(What to do) Can you output every one of the rows below verbatim, with nothing changed?

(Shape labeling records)
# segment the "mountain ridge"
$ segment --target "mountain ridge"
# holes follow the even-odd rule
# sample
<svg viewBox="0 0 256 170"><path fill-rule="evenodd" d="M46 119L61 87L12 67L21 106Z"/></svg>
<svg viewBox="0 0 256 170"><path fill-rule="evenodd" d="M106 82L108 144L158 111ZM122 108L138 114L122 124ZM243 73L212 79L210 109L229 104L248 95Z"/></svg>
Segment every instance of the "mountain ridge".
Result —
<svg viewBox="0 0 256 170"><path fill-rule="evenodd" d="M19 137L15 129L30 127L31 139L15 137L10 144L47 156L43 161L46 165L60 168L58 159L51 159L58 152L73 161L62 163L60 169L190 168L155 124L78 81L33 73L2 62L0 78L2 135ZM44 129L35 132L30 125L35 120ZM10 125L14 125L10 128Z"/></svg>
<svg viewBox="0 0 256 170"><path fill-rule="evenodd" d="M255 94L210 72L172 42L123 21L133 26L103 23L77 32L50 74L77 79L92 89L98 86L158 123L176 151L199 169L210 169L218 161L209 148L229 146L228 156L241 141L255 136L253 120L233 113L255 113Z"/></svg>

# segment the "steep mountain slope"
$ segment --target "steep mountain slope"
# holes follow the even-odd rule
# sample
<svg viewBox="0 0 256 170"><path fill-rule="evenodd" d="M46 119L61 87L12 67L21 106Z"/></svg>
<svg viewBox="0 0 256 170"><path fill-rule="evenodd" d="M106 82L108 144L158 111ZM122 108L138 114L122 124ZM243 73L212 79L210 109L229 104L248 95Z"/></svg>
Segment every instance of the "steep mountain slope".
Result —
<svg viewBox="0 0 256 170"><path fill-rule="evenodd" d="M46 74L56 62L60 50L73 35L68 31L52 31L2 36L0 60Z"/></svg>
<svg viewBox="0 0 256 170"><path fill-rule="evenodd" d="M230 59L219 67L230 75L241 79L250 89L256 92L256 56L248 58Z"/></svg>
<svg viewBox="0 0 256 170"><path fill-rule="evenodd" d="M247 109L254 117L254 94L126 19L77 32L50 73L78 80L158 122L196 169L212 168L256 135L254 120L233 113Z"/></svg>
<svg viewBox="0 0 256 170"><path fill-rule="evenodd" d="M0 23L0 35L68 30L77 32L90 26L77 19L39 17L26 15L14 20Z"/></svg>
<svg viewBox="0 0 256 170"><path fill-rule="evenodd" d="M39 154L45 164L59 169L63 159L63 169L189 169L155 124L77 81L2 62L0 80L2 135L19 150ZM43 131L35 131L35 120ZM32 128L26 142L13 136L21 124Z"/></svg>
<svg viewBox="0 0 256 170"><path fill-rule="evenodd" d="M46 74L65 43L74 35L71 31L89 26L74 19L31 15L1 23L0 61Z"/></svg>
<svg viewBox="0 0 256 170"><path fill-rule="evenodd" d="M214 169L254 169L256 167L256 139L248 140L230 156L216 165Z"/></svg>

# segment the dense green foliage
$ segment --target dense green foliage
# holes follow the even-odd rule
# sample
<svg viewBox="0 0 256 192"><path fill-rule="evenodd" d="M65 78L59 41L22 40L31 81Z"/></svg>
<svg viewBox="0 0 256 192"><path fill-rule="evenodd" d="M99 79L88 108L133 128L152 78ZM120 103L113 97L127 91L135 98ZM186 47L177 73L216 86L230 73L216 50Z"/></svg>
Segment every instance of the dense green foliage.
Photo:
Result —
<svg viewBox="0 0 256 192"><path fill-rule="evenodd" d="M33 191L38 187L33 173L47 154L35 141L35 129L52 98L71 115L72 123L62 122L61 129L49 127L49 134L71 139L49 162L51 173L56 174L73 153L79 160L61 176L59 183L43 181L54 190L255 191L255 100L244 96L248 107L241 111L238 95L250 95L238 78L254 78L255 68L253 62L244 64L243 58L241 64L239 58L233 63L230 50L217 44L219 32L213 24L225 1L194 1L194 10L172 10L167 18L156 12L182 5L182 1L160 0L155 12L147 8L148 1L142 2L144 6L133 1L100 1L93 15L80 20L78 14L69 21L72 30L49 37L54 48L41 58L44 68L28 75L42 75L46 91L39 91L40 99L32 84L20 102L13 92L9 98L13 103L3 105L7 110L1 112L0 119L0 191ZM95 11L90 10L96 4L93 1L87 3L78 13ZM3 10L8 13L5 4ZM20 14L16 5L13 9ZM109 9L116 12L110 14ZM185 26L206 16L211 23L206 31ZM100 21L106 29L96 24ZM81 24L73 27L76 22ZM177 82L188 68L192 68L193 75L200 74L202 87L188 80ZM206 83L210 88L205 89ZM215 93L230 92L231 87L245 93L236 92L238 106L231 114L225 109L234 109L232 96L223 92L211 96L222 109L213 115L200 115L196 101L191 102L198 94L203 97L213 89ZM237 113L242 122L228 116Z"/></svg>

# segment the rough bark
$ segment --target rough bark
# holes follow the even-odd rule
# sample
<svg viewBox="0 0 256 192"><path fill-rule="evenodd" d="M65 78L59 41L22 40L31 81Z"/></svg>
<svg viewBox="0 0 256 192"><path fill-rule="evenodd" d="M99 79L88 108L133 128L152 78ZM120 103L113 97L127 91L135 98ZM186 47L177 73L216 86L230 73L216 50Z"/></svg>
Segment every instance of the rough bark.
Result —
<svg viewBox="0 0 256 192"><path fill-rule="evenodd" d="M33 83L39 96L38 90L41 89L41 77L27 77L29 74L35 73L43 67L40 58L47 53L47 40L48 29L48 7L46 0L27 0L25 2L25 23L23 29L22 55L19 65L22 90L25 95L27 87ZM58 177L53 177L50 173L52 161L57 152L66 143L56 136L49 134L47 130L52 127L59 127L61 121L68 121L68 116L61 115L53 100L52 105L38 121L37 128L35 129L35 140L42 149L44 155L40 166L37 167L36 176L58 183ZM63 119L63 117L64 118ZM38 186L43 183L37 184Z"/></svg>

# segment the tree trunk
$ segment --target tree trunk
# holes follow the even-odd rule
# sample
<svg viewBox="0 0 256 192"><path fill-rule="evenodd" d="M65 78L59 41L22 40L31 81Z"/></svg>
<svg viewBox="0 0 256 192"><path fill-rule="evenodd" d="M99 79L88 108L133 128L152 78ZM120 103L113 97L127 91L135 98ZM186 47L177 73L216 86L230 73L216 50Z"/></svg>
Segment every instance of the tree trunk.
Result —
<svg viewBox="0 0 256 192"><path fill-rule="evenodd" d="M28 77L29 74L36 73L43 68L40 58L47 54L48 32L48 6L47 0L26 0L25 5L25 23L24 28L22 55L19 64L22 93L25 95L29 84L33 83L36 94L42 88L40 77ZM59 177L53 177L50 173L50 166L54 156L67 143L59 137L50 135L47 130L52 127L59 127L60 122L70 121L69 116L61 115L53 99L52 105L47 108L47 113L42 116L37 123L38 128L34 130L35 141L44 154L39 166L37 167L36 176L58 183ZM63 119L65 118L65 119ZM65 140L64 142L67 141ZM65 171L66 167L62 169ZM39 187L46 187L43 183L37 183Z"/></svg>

(Answer in full)
# segment the "mountain ridge"
$ segment --target "mountain ridge"
# holes follow the even-odd rule
# sample
<svg viewBox="0 0 256 170"><path fill-rule="evenodd" d="M46 119L61 87L12 67L21 106Z"/></svg>
<svg viewBox="0 0 256 170"><path fill-rule="evenodd" d="M106 82L108 144L158 111ZM122 108L138 114L122 124ZM243 73L212 79L210 109L229 104L248 95Z"/></svg>
Segment every instance of the "mountain ridge".
Result —
<svg viewBox="0 0 256 170"><path fill-rule="evenodd" d="M19 137L15 129L30 127L31 139L15 137L10 144L47 156L43 161L46 165L60 168L58 159L51 159L58 152L73 161L62 163L60 169L190 168L155 124L78 81L33 73L2 62L0 78L2 135ZM44 129L35 132L30 125L35 120ZM10 125L14 125L10 128Z"/></svg>
<svg viewBox="0 0 256 170"><path fill-rule="evenodd" d="M255 94L210 72L172 42L123 21L133 26L103 23L77 32L50 74L77 79L92 89L98 86L158 123L176 151L199 169L210 169L218 161L209 148L229 146L228 156L241 141L255 136L253 120L233 113L255 113Z"/></svg>

# segment the "steep mountain slope"
$ segment --target "steep mountain slope"
# holes follow the even-odd rule
# sample
<svg viewBox="0 0 256 170"><path fill-rule="evenodd" d="M46 119L61 87L12 67L21 106Z"/></svg>
<svg viewBox="0 0 256 170"><path fill-rule="evenodd" d="M106 82L108 144L158 111ZM122 108L138 114L122 124ZM243 73L212 79L210 109L229 104L248 95Z"/></svg>
Segment every instance of the "steep mountain slope".
Result —
<svg viewBox="0 0 256 170"><path fill-rule="evenodd" d="M46 74L56 62L60 50L73 35L68 31L52 31L2 36L0 60Z"/></svg>
<svg viewBox="0 0 256 170"><path fill-rule="evenodd" d="M230 59L219 67L230 75L241 79L250 89L256 92L256 56L248 58Z"/></svg>
<svg viewBox="0 0 256 170"><path fill-rule="evenodd" d="M247 109L254 117L254 94L126 19L77 32L50 73L78 80L158 122L196 169L212 168L256 135L254 120L233 113Z"/></svg>
<svg viewBox="0 0 256 170"><path fill-rule="evenodd" d="M0 23L0 35L68 30L77 32L90 26L77 19L39 17L26 15L14 20Z"/></svg>
<svg viewBox="0 0 256 170"><path fill-rule="evenodd" d="M39 154L45 164L59 169L63 159L63 169L189 169L155 124L77 81L2 62L0 80L2 135L19 150ZM43 131L35 131L35 120ZM32 128L26 142L13 136L21 124Z"/></svg>
<svg viewBox="0 0 256 170"><path fill-rule="evenodd" d="M46 74L65 43L74 35L71 31L89 26L74 19L31 15L1 23L0 61Z"/></svg>
<svg viewBox="0 0 256 170"><path fill-rule="evenodd" d="M214 169L254 169L256 167L256 139L248 140L230 156L216 165Z"/></svg>

# segment the dense green foliage
$ segment --target dense green foliage
# holes follow the even-odd rule
# sample
<svg viewBox="0 0 256 192"><path fill-rule="evenodd" d="M65 78L59 41L22 40L31 81Z"/></svg>
<svg viewBox="0 0 256 192"><path fill-rule="evenodd" d="M99 79L88 108L133 128L152 78ZM120 103L113 97L127 91L135 98ZM186 47L177 73L216 86L230 73L216 50Z"/></svg>
Segment every instance of the dense green foliage.
Photo:
Result —
<svg viewBox="0 0 256 192"><path fill-rule="evenodd" d="M33 191L38 187L33 173L47 154L35 141L35 129L52 98L71 115L72 123L62 122L61 129L49 127L49 134L71 139L49 162L51 173L56 174L73 153L79 160L61 176L59 183L43 181L54 190L255 191L255 100L244 96L248 107L241 111L238 95L250 95L238 78L254 78L255 68L253 62L244 64L243 58L241 64L239 58L233 63L230 50L217 44L219 32L213 24L225 1L194 1L194 10L172 10L167 18L156 12L182 5L182 1L160 0L155 12L147 8L148 1L142 2L144 6L133 1L100 1L93 15L80 20L78 14L69 21L72 30L49 37L54 48L41 58L44 68L28 75L42 75L46 91L39 91L40 99L32 84L20 102L13 92L9 98L13 103L3 105L7 110L1 112L0 119L0 191ZM95 11L90 10L96 4L93 1L87 3L78 13ZM3 10L8 13L5 4ZM20 14L16 5L13 9ZM109 9L116 12L110 14ZM185 26L206 16L211 23L206 31ZM100 21L106 29L96 24ZM81 24L73 27L76 22ZM177 82L188 68L192 68L193 75L200 74L202 87L188 80ZM206 83L210 88L205 89ZM215 93L230 92L231 87L245 93L236 92L238 106L231 114L225 109L234 109L232 96L223 92L211 96L222 109L213 115L200 115L196 101L191 102L198 94L203 97L213 89ZM237 113L242 122L228 116Z"/></svg>

# segment the rough bark
$ segment --target rough bark
# holes follow the even-odd rule
# sample
<svg viewBox="0 0 256 192"><path fill-rule="evenodd" d="M65 78L59 41L22 40L31 81Z"/></svg>
<svg viewBox="0 0 256 192"><path fill-rule="evenodd" d="M99 79L88 108L133 128L152 78ZM120 103L113 97L127 91L135 98ZM186 47L177 73L216 86L230 73L216 50Z"/></svg>
Segment every instance of the rough bark.
Result —
<svg viewBox="0 0 256 192"><path fill-rule="evenodd" d="M33 83L39 96L38 90L41 89L41 77L27 77L29 74L35 73L43 67L40 58L47 53L47 40L48 29L48 7L46 0L27 0L25 2L25 23L23 29L22 55L19 65L22 90L25 95L27 87ZM58 177L53 177L50 173L52 161L57 152L66 143L56 136L49 134L47 130L52 127L59 127L61 121L68 121L68 116L61 115L53 100L52 105L38 121L37 128L35 129L35 140L42 149L44 155L40 166L37 167L36 176L58 183ZM63 119L63 117L64 118ZM38 186L43 183L37 184Z"/></svg>

# segment the tree trunk
$ segment --target tree trunk
# holes follow the even-odd rule
# sample
<svg viewBox="0 0 256 192"><path fill-rule="evenodd" d="M65 78L59 41L22 40L31 81Z"/></svg>
<svg viewBox="0 0 256 192"><path fill-rule="evenodd" d="M99 79L88 108L133 128L152 78ZM120 103L113 97L127 91L135 98ZM186 47L177 73L216 86L230 73L216 50Z"/></svg>
Segment every instance of the tree trunk.
Result —
<svg viewBox="0 0 256 192"><path fill-rule="evenodd" d="M28 77L29 74L36 73L43 68L40 58L47 54L48 32L48 6L47 0L26 0L25 5L25 23L24 28L22 55L19 64L22 93L25 95L29 84L33 83L36 94L42 88L40 77ZM59 177L53 177L50 173L50 166L54 156L67 143L59 137L50 135L47 130L52 127L59 127L60 122L70 121L69 116L61 115L53 99L52 105L47 108L47 113L42 116L37 123L38 128L34 130L35 141L44 154L39 166L37 167L36 176L58 183ZM63 119L65 118L65 119ZM65 140L64 142L67 141ZM65 171L66 167L62 169ZM39 187L46 187L43 183L37 183Z"/></svg>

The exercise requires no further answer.